#### Passage for review ####

However, instead of those inanimate objects, it was every Hodgkin Lymphoma B symptom I have experienced in 3-and-a-half years of living with the disease. Things spiraled even more out of control after Tuesday. My mom came over to drive me to get my Cortisol level checked and to spend the day caring for me as I could barely see past the bridge of my own nose, woozy with pain and weakness.

Throughout the day and night, everything came flying at me: incredible pain in my bones and aches in my body tissues; shaking chills; insatiable itchiness on my lower legs and chest, sweats that soaked so bad I had to change my clothes four times throughout the night; swollen, palpable lymph nodes; nausea; a good vomit session as soon as Craig pulled in from work to take the caregiver baton; lack of appetite; fevers reaching nearly 103 degrees; weakness beyond belief. I was a hot, hot mess.

I was in touch with my nurses at Columbia throughout the day, filling them in on the downward spiral. It got to be 8:30 Wednesday night and I was so fevery, I was crying to Craig and contemplating a trip to the Emergency Room. We were weighing the options of what to do.

Then my cell phone rang, and it was Dr. O himself, calling me from California to tell me he heard about everything going on and to talk me through a new thought process. That’s the sign of a truly good doctor. He wasn’t even in his office, but took the time to call me to figure this all out and even give me his cell phone number to call or text him if anything further came up after our conversation. He immediately made me feel better as his suggestions matched seamlessly with the layman’s medical thought process I had been having also.

#### Listed entries ####

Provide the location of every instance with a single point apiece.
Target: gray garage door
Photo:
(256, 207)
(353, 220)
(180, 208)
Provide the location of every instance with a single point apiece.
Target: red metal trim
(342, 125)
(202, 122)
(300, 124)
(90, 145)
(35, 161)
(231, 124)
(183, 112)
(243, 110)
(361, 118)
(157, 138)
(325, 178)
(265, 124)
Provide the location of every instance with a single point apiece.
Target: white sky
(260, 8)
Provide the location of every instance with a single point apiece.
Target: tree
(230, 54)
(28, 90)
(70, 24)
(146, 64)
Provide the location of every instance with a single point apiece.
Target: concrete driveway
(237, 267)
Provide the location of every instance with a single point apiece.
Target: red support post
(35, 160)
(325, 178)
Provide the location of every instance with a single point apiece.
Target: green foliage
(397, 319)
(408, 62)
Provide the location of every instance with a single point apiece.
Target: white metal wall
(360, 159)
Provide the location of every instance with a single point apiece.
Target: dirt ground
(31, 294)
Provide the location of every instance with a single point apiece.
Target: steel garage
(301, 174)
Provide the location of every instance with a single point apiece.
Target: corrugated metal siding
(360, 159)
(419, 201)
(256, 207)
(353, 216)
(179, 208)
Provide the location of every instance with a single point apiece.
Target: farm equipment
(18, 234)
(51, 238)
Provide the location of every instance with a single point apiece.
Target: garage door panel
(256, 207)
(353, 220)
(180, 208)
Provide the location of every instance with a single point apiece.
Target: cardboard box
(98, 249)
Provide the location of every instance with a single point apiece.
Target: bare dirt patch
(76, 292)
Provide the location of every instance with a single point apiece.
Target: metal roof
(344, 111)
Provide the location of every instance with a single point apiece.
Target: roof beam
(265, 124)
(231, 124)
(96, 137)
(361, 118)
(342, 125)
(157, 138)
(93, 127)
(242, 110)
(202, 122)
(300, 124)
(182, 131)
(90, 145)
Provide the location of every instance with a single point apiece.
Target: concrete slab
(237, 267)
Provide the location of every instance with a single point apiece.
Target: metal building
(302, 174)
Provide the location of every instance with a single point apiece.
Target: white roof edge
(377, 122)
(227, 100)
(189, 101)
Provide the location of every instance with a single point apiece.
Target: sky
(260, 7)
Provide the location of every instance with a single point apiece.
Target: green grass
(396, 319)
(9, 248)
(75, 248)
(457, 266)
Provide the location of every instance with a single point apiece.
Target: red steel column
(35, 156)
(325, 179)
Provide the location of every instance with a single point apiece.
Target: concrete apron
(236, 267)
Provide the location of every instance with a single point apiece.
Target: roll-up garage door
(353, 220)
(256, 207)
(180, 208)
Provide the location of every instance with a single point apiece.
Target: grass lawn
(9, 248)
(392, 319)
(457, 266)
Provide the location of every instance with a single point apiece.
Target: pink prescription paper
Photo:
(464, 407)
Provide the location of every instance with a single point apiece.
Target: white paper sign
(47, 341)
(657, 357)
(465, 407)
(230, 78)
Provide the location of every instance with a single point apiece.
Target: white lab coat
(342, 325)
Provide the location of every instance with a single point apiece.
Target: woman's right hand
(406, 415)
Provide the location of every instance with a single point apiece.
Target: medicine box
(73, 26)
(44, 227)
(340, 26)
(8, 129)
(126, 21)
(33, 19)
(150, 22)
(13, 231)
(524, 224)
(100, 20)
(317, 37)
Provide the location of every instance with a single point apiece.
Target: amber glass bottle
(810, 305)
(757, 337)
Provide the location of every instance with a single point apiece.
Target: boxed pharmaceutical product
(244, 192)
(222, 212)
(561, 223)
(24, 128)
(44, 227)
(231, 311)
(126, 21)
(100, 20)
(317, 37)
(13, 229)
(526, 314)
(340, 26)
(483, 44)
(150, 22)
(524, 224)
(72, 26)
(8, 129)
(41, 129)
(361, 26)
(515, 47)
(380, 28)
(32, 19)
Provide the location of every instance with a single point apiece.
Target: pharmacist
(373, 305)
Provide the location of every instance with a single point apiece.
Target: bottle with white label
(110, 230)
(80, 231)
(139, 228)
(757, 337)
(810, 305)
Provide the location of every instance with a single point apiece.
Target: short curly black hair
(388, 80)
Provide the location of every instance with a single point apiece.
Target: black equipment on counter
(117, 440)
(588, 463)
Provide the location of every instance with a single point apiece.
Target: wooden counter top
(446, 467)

####

# Work instructions:
Resume the personal account of living with Hodgkin lymphoma, starting right after the sentence ending "the layman's medical thought process I had been having also."

# Expected answer:
He didn’t even want to wait for the Cortisol level return. He knew instinctively that this wasn’t an adrenal failure, but that instead the anti-inflammatory powers of the Prednisone – even at such a small dose – had been holding back all of the Hodgkin symptoms I was now experiencing. The Prednisone had been my closet door and when that busted open, out came all the realities of what was happening inside my body. He was right. 24 hours later, my Cortisol level read at 12.4 – actually a little higher than normal.

He told me to take 10mg of Prednisone that night. Within an hour, it was as if that door was shut again and all the crashing, clanking, and screaming stopped. All was quiet, balanced and stable again. It was incredible. He told me to continue to drink fluids like a horse, which I did, and continue to do. We conceded that the NAE Inhibitor trial I was planning to go on was not right for me at this time, despite all of the set-up we’d already done to work toward it. My disease is in too much of a flare right now to risk going onto such a novel therapy with very little data behind it. I need something more tried and true at this moment.

We are instead going with a clinical trial which Dr. O had discussed with me when we first learned from my PET Scan that the Revlimid had stopped working. At the time, he had wanted to keep it “in his back pocket” because we knew that it was something that would very likely work and that we should hold onto it until I absolutely need it and try these other novel therapies until then. I can’t be burning my bridges until necessary. Options are few and far between. Well, now I need it. We need to melt this current disease.

Next week I’ll be starting up on a trial at Columbia that combines Brentuximab Vendotin (SGN-35) and Bendamustine chemotherapy. I have had both of these drugs in the past, but never in combination, and never at these lower doses. Apparently, his research team has had good luck with using them together synergistically, having put several people into remission. He hopes that that will happen for me as well. We don’t know how long a remission would last, but a remission will give us options to decide the next step and as he says “turn this into a manageable chronic disease.” I feel completely comfortable with this plan.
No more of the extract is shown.